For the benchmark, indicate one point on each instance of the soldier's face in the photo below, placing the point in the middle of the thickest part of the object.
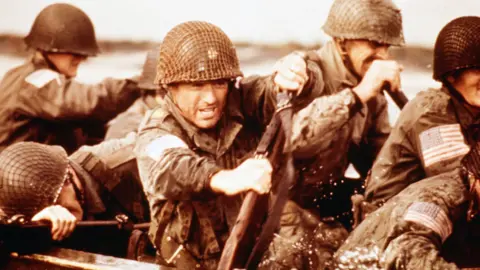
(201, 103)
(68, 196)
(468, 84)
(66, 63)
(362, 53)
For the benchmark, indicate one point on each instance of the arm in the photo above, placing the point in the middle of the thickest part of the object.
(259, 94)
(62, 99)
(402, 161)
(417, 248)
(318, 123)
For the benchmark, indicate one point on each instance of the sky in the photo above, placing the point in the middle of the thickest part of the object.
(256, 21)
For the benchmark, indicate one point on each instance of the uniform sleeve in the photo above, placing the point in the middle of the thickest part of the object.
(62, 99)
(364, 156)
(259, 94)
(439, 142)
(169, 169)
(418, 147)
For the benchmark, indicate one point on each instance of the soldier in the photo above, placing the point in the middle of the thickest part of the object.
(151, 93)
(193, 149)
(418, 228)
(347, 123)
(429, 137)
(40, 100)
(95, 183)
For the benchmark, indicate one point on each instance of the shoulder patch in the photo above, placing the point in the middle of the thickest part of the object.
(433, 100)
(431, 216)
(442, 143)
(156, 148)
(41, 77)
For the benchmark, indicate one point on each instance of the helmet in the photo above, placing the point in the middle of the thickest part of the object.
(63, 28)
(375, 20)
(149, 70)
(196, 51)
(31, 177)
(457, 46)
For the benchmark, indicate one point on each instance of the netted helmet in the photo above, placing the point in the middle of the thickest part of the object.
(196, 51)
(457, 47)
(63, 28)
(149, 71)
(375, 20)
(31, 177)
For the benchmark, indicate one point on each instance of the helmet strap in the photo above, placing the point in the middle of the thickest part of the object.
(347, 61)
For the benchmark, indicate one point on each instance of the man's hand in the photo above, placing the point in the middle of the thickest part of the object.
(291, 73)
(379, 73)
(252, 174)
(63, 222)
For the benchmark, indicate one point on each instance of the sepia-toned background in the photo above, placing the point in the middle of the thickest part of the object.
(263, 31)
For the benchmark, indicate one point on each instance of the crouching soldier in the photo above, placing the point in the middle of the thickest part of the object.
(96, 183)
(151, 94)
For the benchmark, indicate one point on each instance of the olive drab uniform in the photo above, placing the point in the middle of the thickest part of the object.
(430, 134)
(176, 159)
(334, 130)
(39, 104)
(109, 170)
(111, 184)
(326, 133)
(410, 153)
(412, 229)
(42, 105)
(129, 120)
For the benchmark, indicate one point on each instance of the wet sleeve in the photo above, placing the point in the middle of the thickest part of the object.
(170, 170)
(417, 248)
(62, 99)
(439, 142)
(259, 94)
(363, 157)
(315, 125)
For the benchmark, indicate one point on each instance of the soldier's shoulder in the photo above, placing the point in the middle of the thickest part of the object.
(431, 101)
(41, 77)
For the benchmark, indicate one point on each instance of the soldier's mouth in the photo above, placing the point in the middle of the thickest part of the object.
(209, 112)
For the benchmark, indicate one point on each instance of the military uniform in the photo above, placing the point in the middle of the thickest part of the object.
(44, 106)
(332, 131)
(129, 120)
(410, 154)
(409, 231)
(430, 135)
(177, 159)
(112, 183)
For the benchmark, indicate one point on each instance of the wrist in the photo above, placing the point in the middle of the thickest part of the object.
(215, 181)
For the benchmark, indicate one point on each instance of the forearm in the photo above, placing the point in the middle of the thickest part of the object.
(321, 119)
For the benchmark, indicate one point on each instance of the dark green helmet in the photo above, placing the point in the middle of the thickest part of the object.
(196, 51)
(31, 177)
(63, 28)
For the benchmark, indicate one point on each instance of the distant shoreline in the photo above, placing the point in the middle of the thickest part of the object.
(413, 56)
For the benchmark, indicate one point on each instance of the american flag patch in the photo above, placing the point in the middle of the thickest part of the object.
========================================
Return exactly the lines from the line bearing "of the wrist" to the end of the records, inclusive of both; include no other lines.

For the benchmark, indicate one point on each instance of the wrist in the photo above, placing the point in the middle of the thickest part of the object.
(215, 181)
For the benchmark, indicate one point on each instance of the forearm in the photo above, placing the point in the middle of the thickest part of the object.
(321, 119)
For the benchmark, indicate one point on each instance of the dark green helmet in the photo above, placing the point in the middle of the thickest part of the object.
(196, 51)
(31, 177)
(63, 28)
For the benchmark, indicate one point on each instance of the distant shoreline in the photo above, placing the point in the middle of the thickest part of the object.
(413, 56)
For the benchmark, indicate one point on each instance of the american flag patch in the photo above, placing the point in the middle of the thickest part of the object.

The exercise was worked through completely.